Testo di riferimento:
E’ vero rispetto al passato il nostro bagaglio conoscitivo sulla clinica e la sanità in generale è aumentato di molto, conosciamo miriadi di malattie, quelle del nostro corpo, della società e le più profonde psicosi della nostra mente, ma obiettivamente non ci conosciamo se non attraverso un’immutabile e fragile immagine che ostinatamente difendiamo, non cogliamo noi stessi come spirito, non ci sentiamo come esseri in divenire, non ci percepiamo, insomma non siamo in contatto con noi stessi, non respiriamo il soffio di spirito che ci accompagna sin dalla nascita; è forse questa la malattia dei nostri tempi? La mancanza di spiritualità? La mancanza del dubbio? Del Perché?.
La nostra vita è continuamente scandita dai pensieri ma raramente o quasi mai li accogliamo o li curiamo, ci rifuggiamo continuamente nelle nostre idee abituali, nelle nostre certezze e le lasciamo lì come colonne, come direttive imprescindibili, non vanno criticate o messe in discussione, ci affidiamo ad esse perché altrimenti significherebbe allontanarsi da una zona di conforto, desideriamo ma non rischiamo.

Elenco estratto:
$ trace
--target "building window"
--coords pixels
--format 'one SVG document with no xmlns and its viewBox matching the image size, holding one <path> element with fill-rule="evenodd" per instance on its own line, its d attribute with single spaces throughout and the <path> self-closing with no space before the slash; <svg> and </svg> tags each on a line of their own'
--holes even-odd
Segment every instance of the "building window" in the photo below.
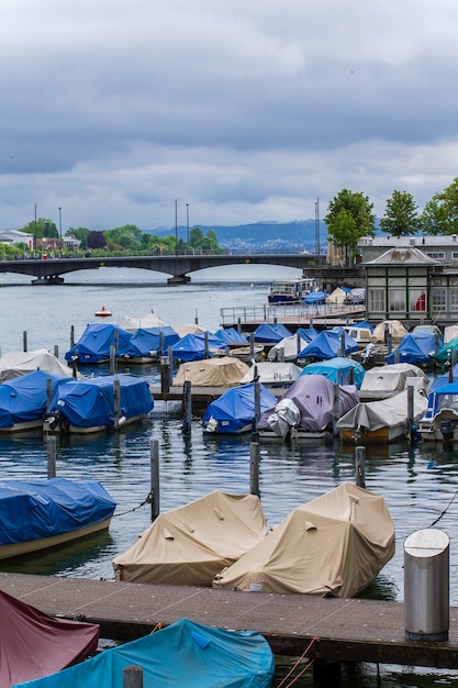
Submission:
<svg viewBox="0 0 458 688">
<path fill-rule="evenodd" d="M 431 298 L 433 302 L 433 312 L 437 313 L 438 311 L 446 310 L 447 301 L 445 289 L 433 289 Z"/>
<path fill-rule="evenodd" d="M 384 289 L 369 289 L 369 310 L 376 313 L 384 313 Z"/>
<path fill-rule="evenodd" d="M 390 312 L 401 313 L 405 312 L 405 291 L 404 289 L 390 289 Z"/>
</svg>

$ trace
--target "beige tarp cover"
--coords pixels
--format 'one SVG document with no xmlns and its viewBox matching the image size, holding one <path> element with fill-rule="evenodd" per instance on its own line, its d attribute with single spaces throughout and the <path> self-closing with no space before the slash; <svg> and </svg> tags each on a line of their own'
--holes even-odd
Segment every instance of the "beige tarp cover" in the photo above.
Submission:
<svg viewBox="0 0 458 688">
<path fill-rule="evenodd" d="M 411 384 L 414 387 L 428 388 L 427 375 L 413 363 L 394 363 L 375 366 L 366 370 L 361 391 L 402 391 Z"/>
<path fill-rule="evenodd" d="M 116 577 L 134 582 L 211 586 L 267 534 L 255 495 L 215 490 L 159 514 L 138 540 L 113 559 Z"/>
<path fill-rule="evenodd" d="M 18 352 L 4 354 L 0 357 L 0 382 L 13 380 L 21 375 L 44 370 L 54 375 L 67 375 L 71 377 L 72 369 L 62 363 L 56 356 L 49 354 L 45 348 L 37 348 L 34 352 Z"/>
<path fill-rule="evenodd" d="M 344 482 L 294 509 L 213 580 L 214 588 L 351 597 L 394 554 L 382 497 Z"/>
<path fill-rule="evenodd" d="M 407 422 L 409 418 L 409 391 L 400 391 L 394 397 L 379 401 L 366 401 L 358 403 L 337 421 L 339 430 L 357 430 L 365 428 L 369 431 L 381 428 L 395 428 L 400 423 Z M 416 389 L 413 390 L 413 415 L 418 421 L 427 409 L 427 397 Z"/>
<path fill-rule="evenodd" d="M 255 369 L 262 385 L 291 385 L 302 373 L 302 368 L 294 363 L 273 363 L 271 360 L 261 360 L 252 366 L 242 378 L 242 385 L 253 382 Z"/>
<path fill-rule="evenodd" d="M 406 329 L 399 320 L 383 320 L 383 322 L 379 322 L 373 329 L 371 336 L 373 344 L 384 344 L 386 325 L 388 325 L 388 331 L 391 334 L 391 342 L 393 344 L 399 344 L 404 334 L 407 334 Z"/>
<path fill-rule="evenodd" d="M 188 381 L 196 387 L 236 387 L 248 369 L 246 363 L 233 356 L 191 360 L 180 365 L 174 385 Z"/>
<path fill-rule="evenodd" d="M 153 311 L 141 317 L 121 315 L 118 322 L 118 325 L 127 332 L 136 332 L 141 328 L 142 330 L 146 330 L 147 328 L 161 328 L 167 324 L 168 323 L 165 320 L 156 315 Z"/>
</svg>

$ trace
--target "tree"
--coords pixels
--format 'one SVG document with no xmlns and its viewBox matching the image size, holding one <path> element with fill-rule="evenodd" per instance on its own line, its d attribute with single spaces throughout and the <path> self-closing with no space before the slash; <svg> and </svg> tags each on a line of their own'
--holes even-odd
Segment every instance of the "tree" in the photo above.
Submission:
<svg viewBox="0 0 458 688">
<path fill-rule="evenodd" d="M 418 207 L 412 193 L 393 191 L 387 200 L 387 209 L 380 220 L 380 229 L 392 236 L 410 236 L 421 229 Z"/>
<path fill-rule="evenodd" d="M 360 191 L 354 192 L 343 189 L 329 201 L 327 215 L 328 240 L 349 256 L 357 255 L 358 241 L 361 236 L 373 236 L 376 233 L 372 214 L 373 203 Z"/>
</svg>

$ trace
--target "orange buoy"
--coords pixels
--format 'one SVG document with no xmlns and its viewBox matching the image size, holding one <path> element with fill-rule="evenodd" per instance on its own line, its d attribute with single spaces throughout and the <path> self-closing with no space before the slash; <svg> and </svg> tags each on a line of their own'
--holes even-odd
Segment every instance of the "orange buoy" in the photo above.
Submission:
<svg viewBox="0 0 458 688">
<path fill-rule="evenodd" d="M 112 315 L 113 313 L 111 311 L 108 311 L 105 309 L 104 306 L 102 306 L 102 308 L 100 309 L 100 311 L 96 312 L 96 317 L 97 318 L 109 318 L 110 315 Z"/>
</svg>

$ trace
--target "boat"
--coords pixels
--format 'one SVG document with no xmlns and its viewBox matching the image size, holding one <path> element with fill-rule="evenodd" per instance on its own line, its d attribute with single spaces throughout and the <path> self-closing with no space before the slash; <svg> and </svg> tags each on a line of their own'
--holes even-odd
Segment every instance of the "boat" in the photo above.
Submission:
<svg viewBox="0 0 458 688">
<path fill-rule="evenodd" d="M 266 535 L 258 497 L 214 490 L 159 513 L 113 558 L 114 576 L 130 582 L 211 587 L 216 574 Z"/>
<path fill-rule="evenodd" d="M 34 680 L 97 651 L 99 625 L 56 619 L 0 590 L 0 686 Z"/>
<path fill-rule="evenodd" d="M 72 377 L 34 370 L 0 385 L 0 434 L 42 430 L 46 408 L 60 385 Z"/>
<path fill-rule="evenodd" d="M 104 306 L 102 306 L 100 310 L 94 312 L 94 315 L 96 318 L 111 318 L 113 313 L 109 311 L 108 309 L 105 309 Z"/>
<path fill-rule="evenodd" d="M 113 688 L 122 686 L 127 667 L 142 669 L 145 686 L 269 688 L 275 658 L 266 639 L 256 631 L 226 631 L 179 619 L 165 628 L 159 624 L 159 629 L 148 635 L 110 647 L 86 662 L 22 686 Z M 129 679 L 132 674 L 127 674 L 124 685 Z M 129 685 L 133 686 L 134 680 Z M 135 685 L 139 684 L 135 681 Z"/>
<path fill-rule="evenodd" d="M 267 387 L 259 382 L 232 387 L 206 407 L 202 418 L 203 433 L 227 435 L 253 431 L 256 414 L 256 386 L 259 389 L 259 413 L 277 402 Z"/>
<path fill-rule="evenodd" d="M 390 363 L 413 363 L 428 366 L 434 363 L 435 354 L 443 346 L 443 341 L 434 332 L 407 332 L 394 351 L 387 356 Z"/>
<path fill-rule="evenodd" d="M 154 408 L 149 385 L 132 375 L 105 375 L 69 380 L 46 409 L 46 433 L 92 433 L 119 430 L 139 421 Z"/>
<path fill-rule="evenodd" d="M 315 277 L 302 277 L 300 279 L 275 280 L 270 285 L 267 300 L 276 303 L 301 303 L 303 298 L 311 291 L 316 291 Z"/>
<path fill-rule="evenodd" d="M 346 356 L 335 356 L 326 360 L 316 360 L 302 368 L 303 375 L 324 375 L 335 385 L 355 385 L 359 389 L 366 370 L 360 363 Z"/>
<path fill-rule="evenodd" d="M 66 352 L 65 360 L 78 365 L 109 363 L 111 352 L 130 342 L 132 332 L 111 323 L 91 323 L 86 326 L 78 342 Z"/>
<path fill-rule="evenodd" d="M 442 385 L 428 395 L 418 432 L 425 442 L 458 442 L 458 382 Z"/>
<path fill-rule="evenodd" d="M 94 480 L 2 480 L 0 561 L 107 530 L 115 507 L 104 487 Z"/>
<path fill-rule="evenodd" d="M 323 375 L 300 376 L 260 417 L 259 442 L 331 437 L 337 418 L 358 401 L 355 386 L 339 387 Z"/>
<path fill-rule="evenodd" d="M 416 436 L 415 424 L 424 415 L 426 396 L 413 389 L 412 414 L 409 409 L 409 390 L 387 399 L 360 401 L 337 421 L 344 442 L 394 442 Z"/>
<path fill-rule="evenodd" d="M 0 382 L 38 369 L 53 373 L 53 375 L 66 375 L 68 377 L 74 375 L 74 370 L 66 363 L 62 363 L 57 356 L 49 354 L 46 348 L 37 348 L 33 352 L 3 354 L 0 357 Z"/>
<path fill-rule="evenodd" d="M 205 358 L 181 363 L 174 378 L 174 386 L 191 382 L 196 387 L 236 387 L 249 370 L 246 363 L 234 356 Z M 222 392 L 223 393 L 223 392 Z"/>
<path fill-rule="evenodd" d="M 383 497 L 343 482 L 293 509 L 212 586 L 349 598 L 392 558 L 394 542 Z"/>
<path fill-rule="evenodd" d="M 139 328 L 132 337 L 119 346 L 114 355 L 119 363 L 156 363 L 167 355 L 168 347 L 179 342 L 180 337 L 170 325 L 159 328 Z"/>
</svg>

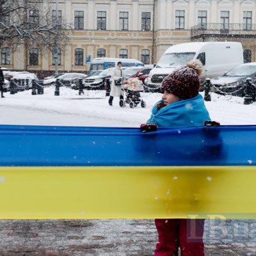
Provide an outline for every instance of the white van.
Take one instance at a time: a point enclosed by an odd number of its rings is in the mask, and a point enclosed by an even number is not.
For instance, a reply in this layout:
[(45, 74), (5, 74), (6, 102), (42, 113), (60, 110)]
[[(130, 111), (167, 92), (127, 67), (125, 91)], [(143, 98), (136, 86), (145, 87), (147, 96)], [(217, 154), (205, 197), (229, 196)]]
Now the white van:
[(163, 79), (176, 68), (192, 60), (203, 64), (201, 81), (223, 75), (231, 68), (243, 63), (241, 43), (234, 42), (201, 42), (180, 44), (169, 47), (151, 70), (146, 86), (148, 90), (158, 90)]

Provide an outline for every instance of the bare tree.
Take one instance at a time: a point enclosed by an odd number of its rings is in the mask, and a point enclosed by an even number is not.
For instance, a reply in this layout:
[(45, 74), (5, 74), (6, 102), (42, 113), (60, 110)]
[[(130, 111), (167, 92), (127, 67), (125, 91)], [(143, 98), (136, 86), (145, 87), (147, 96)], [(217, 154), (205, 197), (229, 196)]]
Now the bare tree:
[(38, 49), (64, 49), (70, 26), (48, 1), (0, 0), (0, 47), (20, 44)]

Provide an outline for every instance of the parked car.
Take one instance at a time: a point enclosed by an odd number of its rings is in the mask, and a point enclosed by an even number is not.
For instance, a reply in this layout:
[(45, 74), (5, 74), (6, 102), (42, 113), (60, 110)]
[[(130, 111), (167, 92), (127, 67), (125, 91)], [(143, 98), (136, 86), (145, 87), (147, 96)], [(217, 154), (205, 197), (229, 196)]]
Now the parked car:
[(55, 83), (57, 77), (63, 75), (65, 73), (54, 74), (52, 76), (47, 76), (44, 79), (44, 85), (51, 85)]
[(29, 90), (32, 88), (32, 80), (38, 80), (35, 73), (30, 73), (28, 71), (12, 72), (10, 79), (20, 87), (19, 90)]
[(128, 78), (137, 77), (140, 80), (141, 80), (143, 82), (144, 82), (145, 79), (148, 76), (151, 69), (151, 68), (144, 67), (133, 67), (127, 68), (124, 71), (125, 79), (127, 80)]
[(55, 83), (57, 79), (60, 79), (60, 82), (67, 86), (70, 86), (73, 83), (76, 83), (77, 79), (81, 78), (84, 79), (87, 77), (87, 75), (83, 73), (65, 73), (54, 75), (54, 77), (49, 78), (44, 80), (44, 85), (51, 85)]
[(6, 92), (10, 91), (10, 81), (4, 78), (4, 83), (3, 86), (3, 90), (4, 92)]
[(247, 77), (252, 78), (252, 83), (256, 83), (256, 62), (239, 65), (223, 76), (212, 79), (211, 91), (244, 97)]

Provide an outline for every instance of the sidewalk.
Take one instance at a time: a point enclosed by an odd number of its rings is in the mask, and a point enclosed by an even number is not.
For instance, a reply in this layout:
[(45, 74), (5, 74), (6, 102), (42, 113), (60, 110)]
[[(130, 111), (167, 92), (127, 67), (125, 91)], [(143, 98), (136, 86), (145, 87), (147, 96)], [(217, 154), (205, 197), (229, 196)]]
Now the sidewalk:
[[(256, 220), (205, 221), (205, 256), (256, 255)], [(1, 220), (1, 256), (153, 256), (152, 220)]]

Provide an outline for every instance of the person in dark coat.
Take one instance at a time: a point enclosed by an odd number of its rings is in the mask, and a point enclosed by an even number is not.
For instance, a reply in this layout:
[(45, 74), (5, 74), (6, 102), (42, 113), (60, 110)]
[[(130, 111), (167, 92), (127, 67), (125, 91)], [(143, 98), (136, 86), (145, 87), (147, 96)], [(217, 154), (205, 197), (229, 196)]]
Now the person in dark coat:
[[(196, 60), (166, 77), (161, 84), (164, 95), (153, 107), (148, 125), (184, 127), (203, 125), (210, 120), (199, 94), (198, 76), (202, 72), (202, 63)], [(181, 256), (204, 256), (204, 220), (159, 219), (155, 220), (155, 224), (159, 237), (155, 256), (178, 256), (179, 248)]]
[(1, 91), (1, 97), (2, 98), (4, 98), (4, 88), (3, 88), (4, 84), (4, 73), (3, 72), (1, 67), (0, 66), (0, 91)]

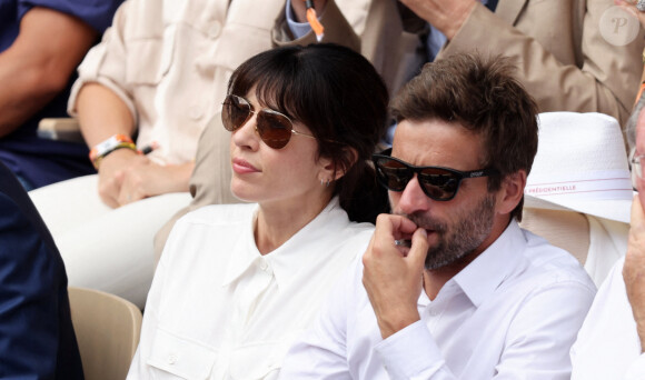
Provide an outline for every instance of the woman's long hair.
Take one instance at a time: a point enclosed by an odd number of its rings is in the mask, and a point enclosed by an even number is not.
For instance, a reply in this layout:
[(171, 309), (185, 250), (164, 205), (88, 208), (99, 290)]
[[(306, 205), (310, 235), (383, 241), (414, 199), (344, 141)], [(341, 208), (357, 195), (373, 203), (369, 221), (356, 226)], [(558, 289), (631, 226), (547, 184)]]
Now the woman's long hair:
[(387, 192), (369, 163), (385, 133), (388, 93), (367, 59), (331, 43), (277, 48), (244, 62), (228, 93), (245, 97), (254, 87), (260, 103), (309, 128), (318, 140), (317, 157), (345, 170), (334, 194), (351, 220), (374, 222), (388, 211)]

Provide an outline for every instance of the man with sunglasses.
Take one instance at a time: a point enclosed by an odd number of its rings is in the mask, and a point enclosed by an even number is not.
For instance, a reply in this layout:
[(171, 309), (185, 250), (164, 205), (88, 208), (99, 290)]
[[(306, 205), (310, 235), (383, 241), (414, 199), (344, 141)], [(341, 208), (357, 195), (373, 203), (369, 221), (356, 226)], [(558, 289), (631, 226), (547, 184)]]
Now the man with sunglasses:
[(393, 148), (374, 156), (393, 213), (282, 379), (569, 378), (595, 287), (517, 224), (537, 122), (512, 72), (502, 58), (456, 54), (393, 101)]

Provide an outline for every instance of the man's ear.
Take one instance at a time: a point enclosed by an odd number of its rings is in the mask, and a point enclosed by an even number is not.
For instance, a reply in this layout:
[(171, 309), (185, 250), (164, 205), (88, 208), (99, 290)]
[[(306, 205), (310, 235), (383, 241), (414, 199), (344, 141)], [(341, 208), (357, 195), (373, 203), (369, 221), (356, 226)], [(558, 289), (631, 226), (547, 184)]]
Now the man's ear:
[[(340, 179), (358, 160), (358, 152), (351, 147), (343, 148), (344, 160), (331, 160), (330, 158), (320, 158), (321, 181), (336, 181)], [(345, 166), (347, 163), (347, 166)]]
[(497, 197), (497, 211), (510, 213), (524, 197), (526, 187), (526, 170), (520, 169), (502, 180), (502, 187)]

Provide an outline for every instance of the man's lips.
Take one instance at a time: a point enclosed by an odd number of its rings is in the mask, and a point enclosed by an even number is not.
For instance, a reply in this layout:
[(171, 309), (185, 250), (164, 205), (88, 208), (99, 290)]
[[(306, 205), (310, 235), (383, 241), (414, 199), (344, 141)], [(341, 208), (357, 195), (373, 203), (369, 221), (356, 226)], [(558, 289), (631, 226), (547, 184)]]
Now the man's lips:
[(232, 170), (239, 174), (252, 173), (252, 172), (259, 171), (256, 167), (250, 164), (248, 161), (239, 159), (239, 158), (232, 159)]

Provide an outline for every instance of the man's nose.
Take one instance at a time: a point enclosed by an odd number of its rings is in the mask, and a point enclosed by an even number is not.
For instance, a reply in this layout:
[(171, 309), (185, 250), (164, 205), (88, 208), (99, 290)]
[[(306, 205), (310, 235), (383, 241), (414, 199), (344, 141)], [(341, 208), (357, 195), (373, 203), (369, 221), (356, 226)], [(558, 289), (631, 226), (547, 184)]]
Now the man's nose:
[(430, 199), (421, 190), (417, 174), (406, 184), (406, 188), (400, 194), (398, 208), (406, 214), (411, 214), (418, 211), (427, 211)]

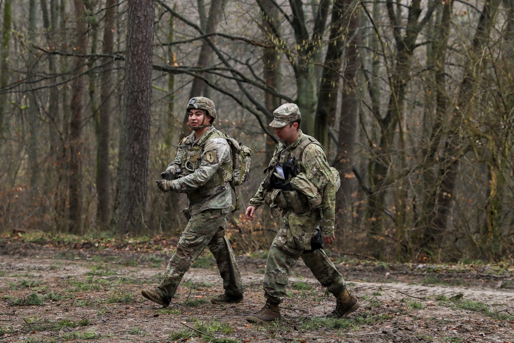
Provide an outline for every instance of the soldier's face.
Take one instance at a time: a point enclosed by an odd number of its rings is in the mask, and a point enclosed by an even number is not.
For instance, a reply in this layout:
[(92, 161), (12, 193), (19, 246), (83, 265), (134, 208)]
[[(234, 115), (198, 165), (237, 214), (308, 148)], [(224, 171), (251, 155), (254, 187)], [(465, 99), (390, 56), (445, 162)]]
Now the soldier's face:
[(204, 117), (205, 116), (205, 121), (204, 124), (209, 124), (211, 120), (209, 119), (210, 116), (205, 114), (205, 111), (203, 110), (190, 110), (188, 113), (189, 125), (192, 128), (199, 127), (204, 122)]
[(298, 123), (286, 124), (282, 128), (275, 128), (275, 134), (283, 142), (292, 143), (298, 137)]

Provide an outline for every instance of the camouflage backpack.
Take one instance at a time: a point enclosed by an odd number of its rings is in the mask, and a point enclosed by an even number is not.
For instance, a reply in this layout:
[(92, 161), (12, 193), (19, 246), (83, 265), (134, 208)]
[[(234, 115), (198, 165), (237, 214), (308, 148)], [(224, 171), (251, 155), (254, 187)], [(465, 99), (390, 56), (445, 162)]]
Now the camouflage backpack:
[(232, 166), (224, 164), (222, 167), (232, 174), (230, 184), (232, 187), (241, 186), (250, 179), (250, 157), (253, 154), (252, 150), (241, 144), (225, 132), (221, 133), (221, 137), (227, 140), (230, 147), (230, 156)]
[[(235, 189), (235, 186), (241, 186), (245, 183), (247, 180), (250, 179), (250, 163), (251, 162), (251, 156), (253, 154), (252, 150), (245, 145), (241, 144), (237, 140), (232, 138), (225, 132), (218, 131), (219, 135), (212, 135), (209, 139), (217, 137), (221, 137), (227, 140), (229, 146), (230, 147), (230, 157), (232, 160), (231, 165), (227, 165), (229, 164), (224, 164), (222, 165), (222, 168), (232, 174), (232, 178), (230, 180), (230, 187), (234, 191), (235, 195), (235, 205), (233, 205), (232, 208), (232, 218), (234, 221), (236, 223), (239, 223), (239, 221), (235, 217), (234, 212), (239, 209), (239, 193)], [(221, 168), (218, 169), (220, 178), (223, 179), (223, 173)]]

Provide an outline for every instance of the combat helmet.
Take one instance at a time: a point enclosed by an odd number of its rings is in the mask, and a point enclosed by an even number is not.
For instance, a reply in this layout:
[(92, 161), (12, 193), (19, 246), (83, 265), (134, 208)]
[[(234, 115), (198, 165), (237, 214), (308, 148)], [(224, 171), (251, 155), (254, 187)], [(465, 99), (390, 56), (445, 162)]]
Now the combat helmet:
[(214, 107), (214, 103), (210, 99), (205, 97), (195, 97), (191, 98), (188, 103), (188, 105), (186, 107), (186, 114), (188, 114), (189, 111), (191, 109), (199, 109), (207, 111), (207, 114), (215, 118), (216, 108)]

Serie di esercizi:
1. Risponda a queste domande sul brano sulla conoscenza di sé:
(a) Che cosa, rispetto al passato, è aumentato di molto?
(b) A che cosa vengono paragonate le nostre idee abituali e le nostre certezze?
(c) Da che cosa significherebbe allontanarsi, se non ci si affidasse a esse?
2. Prosegua il brano sulla conoscenza di sé dopo la sua ultima frase.
L'elenco non ha alcun legame con il brano sulla conoscenza di sé.

Risposte numerate:
1.
(a) Il nostro bagaglio conoscitivo sulla clinica e la sanità in generale.
(b) A colonne e a direttive imprescindibili.
(c) Da una zona di conforto.

2.
Quello che ci manca è una spiritualità che insegua la ricerca di un bello possibile, una spiritualità critica, che accetti il dubbio e la crisi e non a caso quest’ultima parola deriva dal greco Krìsis //κρίσις scelta decisione, una crisi che non va vista come un momento di debolezza o mancanza, ma come un lampo, un “intuito di vita”, di presa di posizione e di piena unione con noi stessi, è la presa di posizione da cui ci si può lanciare verso il nuovo; d’altronde lo stesso Erikson nella crisi vedeva il tentativo di superare la confusione per lasciare spazio alla propria identità.
“Malgrado tutto avevo fame di un significato nella vita.
E adesso so che bisogna alzare le vele
e prendere i venti del destino,
dovunque spingano la barca.
Dare un senso alla vita può condurre a follia,
ma una vita senza senso è la tortura
dell’inquietudine e del vano desiderio.
È una barca che anela al mare eppure lo teme”.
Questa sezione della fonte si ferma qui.